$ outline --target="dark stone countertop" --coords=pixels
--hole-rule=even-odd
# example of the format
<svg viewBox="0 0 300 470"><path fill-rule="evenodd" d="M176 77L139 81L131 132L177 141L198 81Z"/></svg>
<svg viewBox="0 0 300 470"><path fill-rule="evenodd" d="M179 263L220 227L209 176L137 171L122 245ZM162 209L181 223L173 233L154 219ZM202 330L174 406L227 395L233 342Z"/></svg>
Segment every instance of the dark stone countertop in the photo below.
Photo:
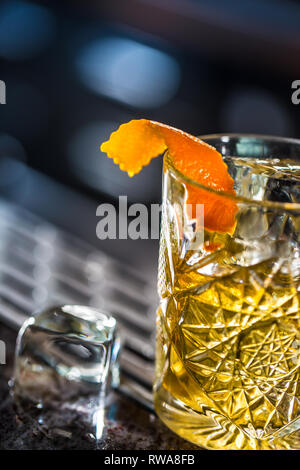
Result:
<svg viewBox="0 0 300 470"><path fill-rule="evenodd" d="M0 339L6 345L6 364L0 365L0 449L102 449L102 450L194 450L198 447L177 437L160 420L139 405L116 395L105 417L104 437L95 441L83 433L49 432L36 420L21 420L9 395L16 334L0 323Z"/></svg>

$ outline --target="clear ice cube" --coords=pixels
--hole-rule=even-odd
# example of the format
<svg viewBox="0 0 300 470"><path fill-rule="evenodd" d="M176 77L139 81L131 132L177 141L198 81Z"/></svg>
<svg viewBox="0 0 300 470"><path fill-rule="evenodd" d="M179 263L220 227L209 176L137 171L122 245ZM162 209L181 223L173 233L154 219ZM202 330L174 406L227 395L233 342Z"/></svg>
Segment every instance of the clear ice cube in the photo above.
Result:
<svg viewBox="0 0 300 470"><path fill-rule="evenodd" d="M93 427L118 385L119 349L116 320L97 309L64 305L29 318L16 345L18 412L29 404L43 410L38 419L47 426L66 431L79 417Z"/></svg>

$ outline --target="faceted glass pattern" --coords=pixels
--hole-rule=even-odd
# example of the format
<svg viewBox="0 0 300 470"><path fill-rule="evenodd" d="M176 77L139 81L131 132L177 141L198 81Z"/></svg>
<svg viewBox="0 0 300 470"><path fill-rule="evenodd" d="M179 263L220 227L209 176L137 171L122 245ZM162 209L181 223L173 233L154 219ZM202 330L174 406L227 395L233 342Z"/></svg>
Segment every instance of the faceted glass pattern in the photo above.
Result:
<svg viewBox="0 0 300 470"><path fill-rule="evenodd" d="M204 231L193 250L185 182L166 159L155 407L200 446L299 449L300 166L257 160L254 143L227 158L234 234Z"/></svg>

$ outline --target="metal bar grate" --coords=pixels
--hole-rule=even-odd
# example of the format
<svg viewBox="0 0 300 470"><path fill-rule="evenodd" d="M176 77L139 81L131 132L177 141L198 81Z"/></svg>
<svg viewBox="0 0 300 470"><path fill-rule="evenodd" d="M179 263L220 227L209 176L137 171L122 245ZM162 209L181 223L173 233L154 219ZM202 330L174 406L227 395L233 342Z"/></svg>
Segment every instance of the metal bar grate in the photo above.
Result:
<svg viewBox="0 0 300 470"><path fill-rule="evenodd" d="M35 311L66 303L103 308L124 338L120 392L152 410L153 286L139 272L0 201L0 318L19 329Z"/></svg>

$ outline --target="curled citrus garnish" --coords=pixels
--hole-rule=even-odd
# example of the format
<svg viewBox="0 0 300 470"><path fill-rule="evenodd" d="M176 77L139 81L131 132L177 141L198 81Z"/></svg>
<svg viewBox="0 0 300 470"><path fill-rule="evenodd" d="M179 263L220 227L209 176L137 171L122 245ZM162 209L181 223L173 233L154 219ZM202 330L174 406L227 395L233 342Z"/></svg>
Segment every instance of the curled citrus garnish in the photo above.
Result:
<svg viewBox="0 0 300 470"><path fill-rule="evenodd" d="M133 176L143 166L166 149L172 163L193 181L216 191L235 194L234 181L228 173L221 154L211 145L174 127L148 119L132 120L122 124L101 150L117 163L121 170ZM204 226L207 230L232 232L235 225L236 203L224 196L186 184L187 204L193 217L196 204L204 204Z"/></svg>

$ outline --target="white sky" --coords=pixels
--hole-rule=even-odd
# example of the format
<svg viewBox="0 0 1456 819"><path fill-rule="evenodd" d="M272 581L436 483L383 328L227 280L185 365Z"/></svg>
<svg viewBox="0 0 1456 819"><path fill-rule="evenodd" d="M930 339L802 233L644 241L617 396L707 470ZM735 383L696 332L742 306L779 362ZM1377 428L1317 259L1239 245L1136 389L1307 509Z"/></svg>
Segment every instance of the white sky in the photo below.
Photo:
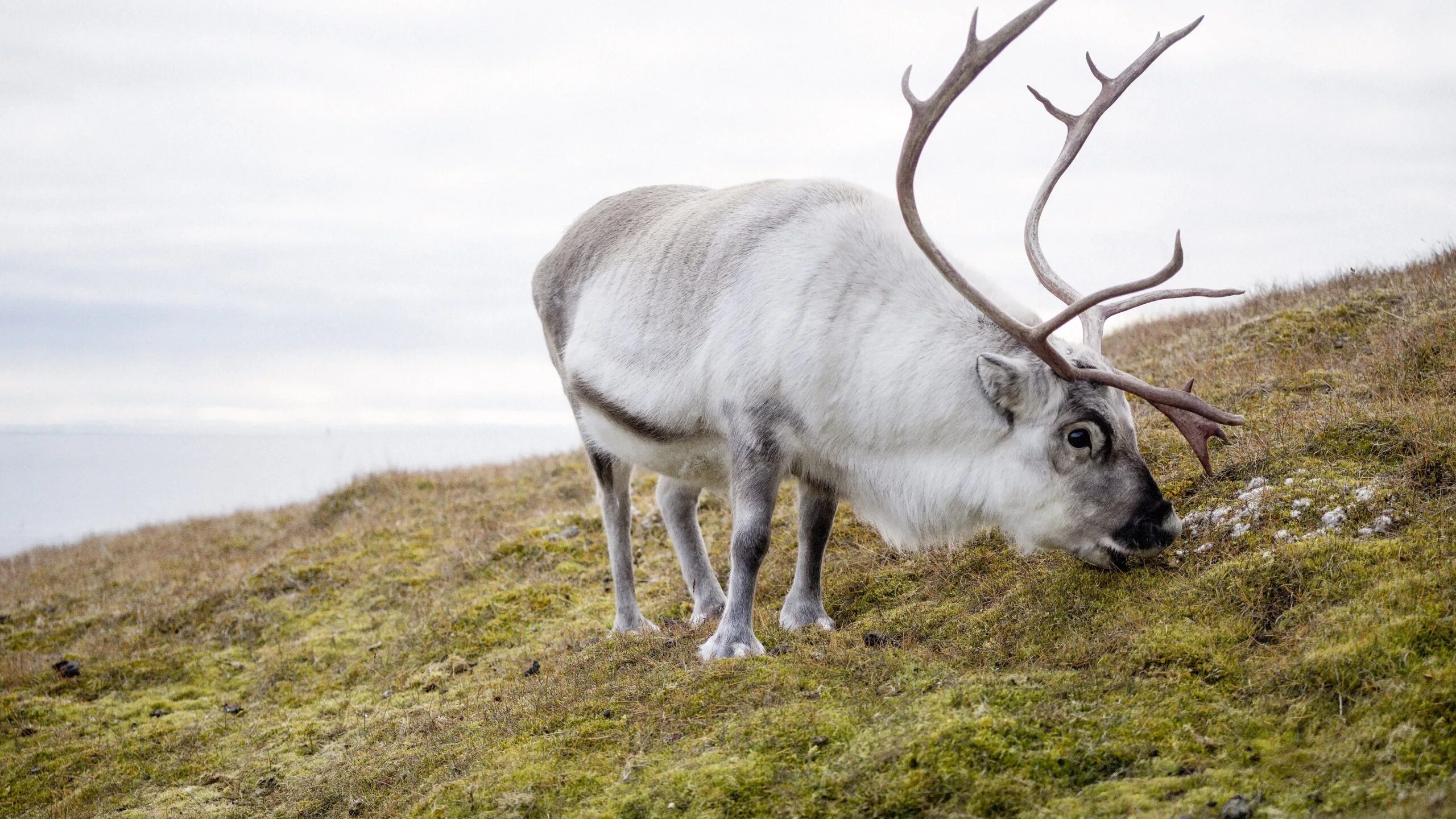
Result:
<svg viewBox="0 0 1456 819"><path fill-rule="evenodd" d="M983 34L1029 0L990 0ZM913 9L913 10L911 10ZM0 0L0 424L561 418L536 259L603 195L837 176L890 192L970 3ZM1456 4L1063 0L922 163L939 242L1021 251L1082 52L1115 73L1042 236L1085 289L1249 286L1456 232Z"/></svg>

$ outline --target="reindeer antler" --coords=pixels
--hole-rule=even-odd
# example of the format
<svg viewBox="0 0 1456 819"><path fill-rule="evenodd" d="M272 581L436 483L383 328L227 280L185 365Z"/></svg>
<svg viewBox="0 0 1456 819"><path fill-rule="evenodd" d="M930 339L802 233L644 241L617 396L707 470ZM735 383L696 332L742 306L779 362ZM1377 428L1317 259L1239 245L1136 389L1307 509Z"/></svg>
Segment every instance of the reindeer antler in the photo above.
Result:
<svg viewBox="0 0 1456 819"><path fill-rule="evenodd" d="M1236 296L1242 293L1242 290L1181 289L1149 291L1150 287L1158 287L1163 281L1168 281L1178 273L1179 268L1182 268L1182 236L1179 235L1174 238L1172 259L1163 265L1160 271L1125 284L1104 287L1091 296L1082 296L1051 270L1051 265L1047 264L1045 255L1041 252L1041 240L1038 238L1041 211L1047 205L1047 198L1051 197L1051 189L1056 188L1061 175L1072 166L1072 160L1076 159L1077 152L1082 150L1082 146L1092 133L1092 127L1096 125L1098 118L1101 118L1102 114L1105 114L1107 109L1117 102L1117 98L1127 90L1133 80L1136 80L1143 71L1147 70L1149 66L1153 64L1153 60L1156 60L1172 44L1187 36L1188 32L1203 22L1203 17L1198 17L1188 26L1178 29L1168 36L1159 35L1147 51L1143 51L1143 54L1117 77L1108 77L1099 71L1096 64L1092 63L1092 55L1089 54L1088 67L1092 68L1092 74L1099 83L1102 83L1102 90L1080 115L1073 117L1072 114L1061 111L1047 98L1037 93L1035 89L1031 89L1031 93L1035 95L1035 98L1047 108L1047 112L1067 127L1066 143L1063 143L1061 153L1057 156L1051 171L1041 182L1041 188L1037 191L1031 210L1026 213L1025 227L1026 256L1031 259L1031 267L1037 274L1037 280L1041 281L1041 284L1054 296L1057 296L1057 299L1067 305L1064 310L1037 325L1022 324L968 283L965 277L955 270L955 265L945 258L945 254L936 248L930 235L926 232L925 224L920 222L920 211L914 200L914 172L916 166L920 163L920 153L925 150L925 143L930 137L930 131L935 130L935 125L945 115L945 111L951 106L951 103L955 102L955 98L960 96L968 85L971 85L971 80L974 80L981 70L986 68L986 66L1010 44L1010 41L1016 39L1016 36L1026 31L1026 28L1029 28L1031 23L1042 15L1042 12L1051 7L1053 3L1056 3L1056 0L1041 0L986 39L976 36L976 20L978 12L973 13L971 31L967 36L965 50L961 52L960 60L955 61L955 67L951 68L951 73L941 82L941 86L936 87L935 93L932 93L927 99L917 99L914 93L910 92L910 68L906 68L904 79L901 80L901 90L904 92L906 101L910 103L910 127L906 131L904 144L900 149L900 165L895 172L895 192L900 197L900 211L904 214L906 226L910 229L910 235L914 238L916 243L930 259L935 268L941 271L941 275L943 275L961 296L976 305L976 307L986 315L986 318L996 322L996 325L1005 329L1012 338L1022 342L1037 357L1045 361L1047 366L1051 367L1051 370L1059 376L1069 380L1102 383L1146 399L1160 412L1168 415L1174 426L1178 427L1178 431L1188 440L1188 446L1192 447L1198 462L1203 463L1204 472L1211 474L1213 469L1208 463L1208 439L1219 437L1227 440L1227 436L1224 436L1223 428L1219 424L1242 424L1243 418L1241 415L1219 410L1217 407L1206 404L1203 399L1194 396L1191 380L1184 389L1168 389L1153 386L1121 370L1109 372L1093 367L1073 366L1048 342L1048 338L1057 328L1067 324L1073 318L1080 316L1083 341L1093 350L1101 351L1102 325L1108 316L1114 316L1124 310L1160 299L1179 299L1185 296ZM1133 296L1133 293L1136 293L1136 296ZM1118 296L1128 297L1109 302L1109 299L1117 299Z"/></svg>

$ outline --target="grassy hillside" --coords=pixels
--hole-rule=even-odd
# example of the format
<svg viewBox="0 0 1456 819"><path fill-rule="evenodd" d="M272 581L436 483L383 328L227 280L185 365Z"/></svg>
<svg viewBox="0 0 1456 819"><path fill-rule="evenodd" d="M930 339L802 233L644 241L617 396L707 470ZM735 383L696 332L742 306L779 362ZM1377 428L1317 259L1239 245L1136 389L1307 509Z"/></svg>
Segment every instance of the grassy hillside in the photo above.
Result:
<svg viewBox="0 0 1456 819"><path fill-rule="evenodd" d="M843 510L840 630L786 634L786 488L759 659L696 660L651 477L639 589L665 625L607 637L579 455L0 561L0 815L1208 818L1243 794L1456 816L1453 273L1447 252L1111 338L1249 417L1204 478L1139 408L1201 522L1125 573L994 535L897 557ZM721 570L728 525L708 500Z"/></svg>

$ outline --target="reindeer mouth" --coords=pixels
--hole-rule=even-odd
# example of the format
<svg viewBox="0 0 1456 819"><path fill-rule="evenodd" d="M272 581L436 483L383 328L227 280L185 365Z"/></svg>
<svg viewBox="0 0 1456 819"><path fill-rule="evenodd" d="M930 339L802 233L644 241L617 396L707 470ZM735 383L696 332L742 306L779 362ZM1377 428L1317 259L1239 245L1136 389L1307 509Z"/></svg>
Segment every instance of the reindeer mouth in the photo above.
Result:
<svg viewBox="0 0 1456 819"><path fill-rule="evenodd" d="M1137 545L1124 545L1112 538L1099 538L1096 545L1088 551L1092 554L1092 560L1083 558L1083 561L1089 565L1108 571L1127 571L1130 560L1156 555L1163 551L1163 545L1139 548Z"/></svg>

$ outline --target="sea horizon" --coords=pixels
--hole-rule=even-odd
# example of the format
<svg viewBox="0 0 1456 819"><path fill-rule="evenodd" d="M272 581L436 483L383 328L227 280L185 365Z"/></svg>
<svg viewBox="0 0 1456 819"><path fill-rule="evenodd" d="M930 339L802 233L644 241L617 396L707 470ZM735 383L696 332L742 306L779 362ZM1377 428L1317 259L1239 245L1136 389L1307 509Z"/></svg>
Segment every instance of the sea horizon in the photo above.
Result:
<svg viewBox="0 0 1456 819"><path fill-rule="evenodd" d="M566 452L569 423L0 426L0 558L93 535L313 500L383 471Z"/></svg>

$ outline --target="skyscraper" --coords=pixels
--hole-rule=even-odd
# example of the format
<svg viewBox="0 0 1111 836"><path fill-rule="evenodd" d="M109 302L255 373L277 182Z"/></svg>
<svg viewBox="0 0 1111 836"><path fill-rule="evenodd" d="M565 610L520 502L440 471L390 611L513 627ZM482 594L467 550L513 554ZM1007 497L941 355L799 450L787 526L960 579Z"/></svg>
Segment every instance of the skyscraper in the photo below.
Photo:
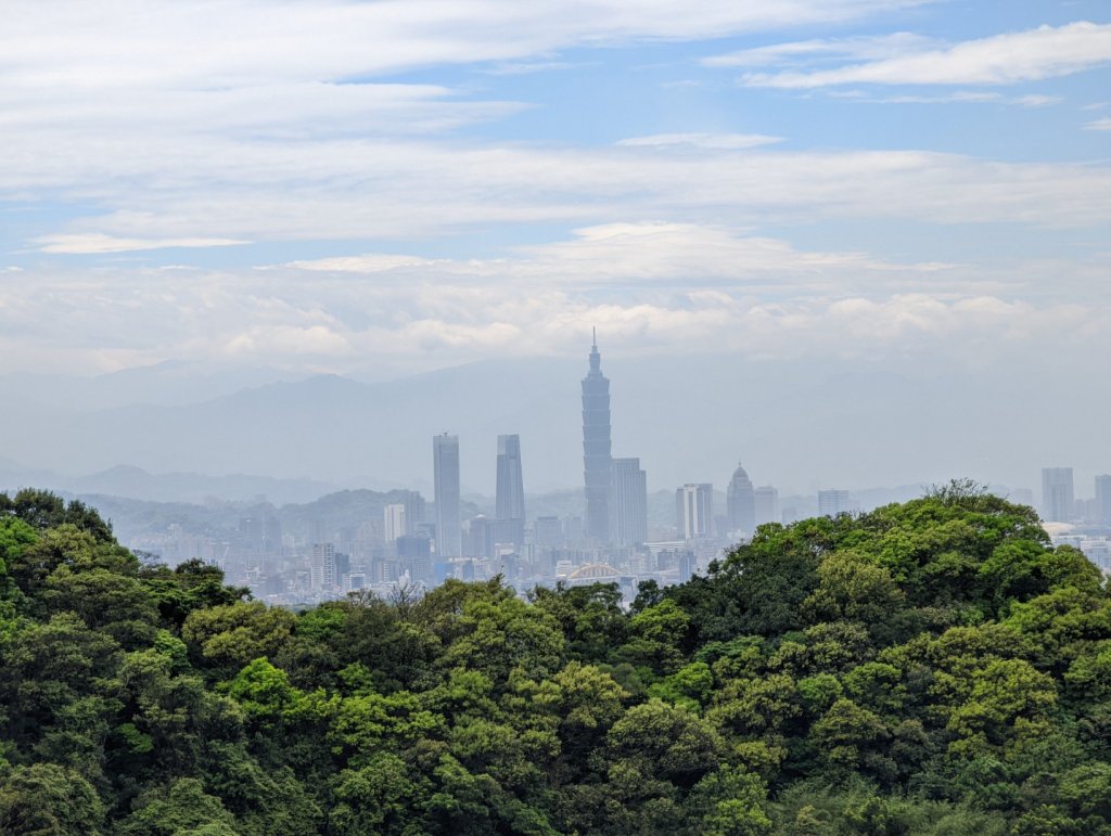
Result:
<svg viewBox="0 0 1111 836"><path fill-rule="evenodd" d="M1100 525L1111 525L1111 475L1095 477L1095 518Z"/></svg>
<svg viewBox="0 0 1111 836"><path fill-rule="evenodd" d="M392 543L408 533L406 506L401 503L382 508L382 538Z"/></svg>
<svg viewBox="0 0 1111 836"><path fill-rule="evenodd" d="M419 491L406 491L402 504L406 506L406 534L414 534L417 526L424 522L424 497Z"/></svg>
<svg viewBox="0 0 1111 836"><path fill-rule="evenodd" d="M757 525L782 521L779 514L779 491L771 485L755 490Z"/></svg>
<svg viewBox="0 0 1111 836"><path fill-rule="evenodd" d="M713 532L713 485L685 484L675 491L675 527L680 540L700 540Z"/></svg>
<svg viewBox="0 0 1111 836"><path fill-rule="evenodd" d="M440 557L459 557L462 540L459 521L459 436L432 439L432 470L436 491L436 552Z"/></svg>
<svg viewBox="0 0 1111 836"><path fill-rule="evenodd" d="M610 534L610 381L602 374L598 336L590 349L590 371L582 380L582 459L587 486L585 536L604 542Z"/></svg>
<svg viewBox="0 0 1111 836"><path fill-rule="evenodd" d="M309 583L314 592L328 592L334 588L337 582L336 545L332 543L312 544L312 563L309 564Z"/></svg>
<svg viewBox="0 0 1111 836"><path fill-rule="evenodd" d="M521 436L498 436L498 484L494 514L499 528L524 545L524 480L521 475Z"/></svg>
<svg viewBox="0 0 1111 836"><path fill-rule="evenodd" d="M725 510L729 514L729 531L751 534L757 530L757 500L752 481L744 467L738 463L733 477L725 488Z"/></svg>
<svg viewBox="0 0 1111 836"><path fill-rule="evenodd" d="M1072 467L1042 467L1042 518L1067 523L1072 520Z"/></svg>
<svg viewBox="0 0 1111 836"><path fill-rule="evenodd" d="M635 546L648 540L648 476L639 459L614 459L611 471L611 540Z"/></svg>

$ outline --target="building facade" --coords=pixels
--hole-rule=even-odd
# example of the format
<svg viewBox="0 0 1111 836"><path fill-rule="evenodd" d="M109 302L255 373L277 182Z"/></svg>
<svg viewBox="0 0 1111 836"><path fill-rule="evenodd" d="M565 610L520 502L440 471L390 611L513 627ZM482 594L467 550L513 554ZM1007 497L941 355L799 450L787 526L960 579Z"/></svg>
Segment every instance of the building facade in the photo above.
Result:
<svg viewBox="0 0 1111 836"><path fill-rule="evenodd" d="M782 522L779 513L779 491L771 485L762 485L754 492L757 525Z"/></svg>
<svg viewBox="0 0 1111 836"><path fill-rule="evenodd" d="M713 534L713 485L688 483L675 491L675 527L683 541Z"/></svg>
<svg viewBox="0 0 1111 836"><path fill-rule="evenodd" d="M1111 525L1111 474L1095 477L1095 518L1100 525Z"/></svg>
<svg viewBox="0 0 1111 836"><path fill-rule="evenodd" d="M1073 505L1072 467L1042 467L1042 520L1067 523Z"/></svg>
<svg viewBox="0 0 1111 836"><path fill-rule="evenodd" d="M598 339L590 349L590 371L582 380L582 461L587 493L583 534L599 543L610 536L610 381L602 374Z"/></svg>
<svg viewBox="0 0 1111 836"><path fill-rule="evenodd" d="M432 471L436 492L436 553L459 557L462 550L459 518L459 436L432 439Z"/></svg>
<svg viewBox="0 0 1111 836"><path fill-rule="evenodd" d="M614 459L610 491L610 538L621 546L648 540L648 474L639 459Z"/></svg>
<svg viewBox="0 0 1111 836"><path fill-rule="evenodd" d="M757 530L757 497L752 480L740 464L725 488L725 513L730 532L752 534Z"/></svg>
<svg viewBox="0 0 1111 836"><path fill-rule="evenodd" d="M521 436L498 436L498 480L494 516L499 531L517 546L524 545L524 479L521 472Z"/></svg>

- - - - - - -

PROBLEM STATEMENT:
Convert the lines from the first one above through the line that contains "339L6 345L6 364L0", both included, into a JSON list of strings with one string per line, omitting blank lines and leaving the pictures out.

WORKED SOLUTION:
[
  "$ outline --target=\"dark stone countertop\" --coords=pixels",
  "--hole-rule=even-odd",
  "# example of the format",
  "<svg viewBox=\"0 0 300 470\"><path fill-rule=\"evenodd\" d=\"M176 77L139 81L131 132L177 141L198 81Z\"/></svg>",
  "<svg viewBox=\"0 0 300 470\"><path fill-rule=\"evenodd\" d=\"M179 263L220 227L209 176L137 171L122 245ZM162 209L181 223L173 233L154 219ZM202 330L174 406L227 395L233 342Z\"/></svg>",
  "Segment every instance of the dark stone countertop in the photo below.",
  "Photo:",
  "Result:",
  "<svg viewBox=\"0 0 300 470\"><path fill-rule=\"evenodd\" d=\"M0 339L6 345L6 364L0 365L0 449L102 449L102 450L194 450L198 447L177 437L160 420L139 405L116 395L105 417L104 437L95 441L83 433L49 432L36 420L21 420L9 395L16 334L0 323Z\"/></svg>"
]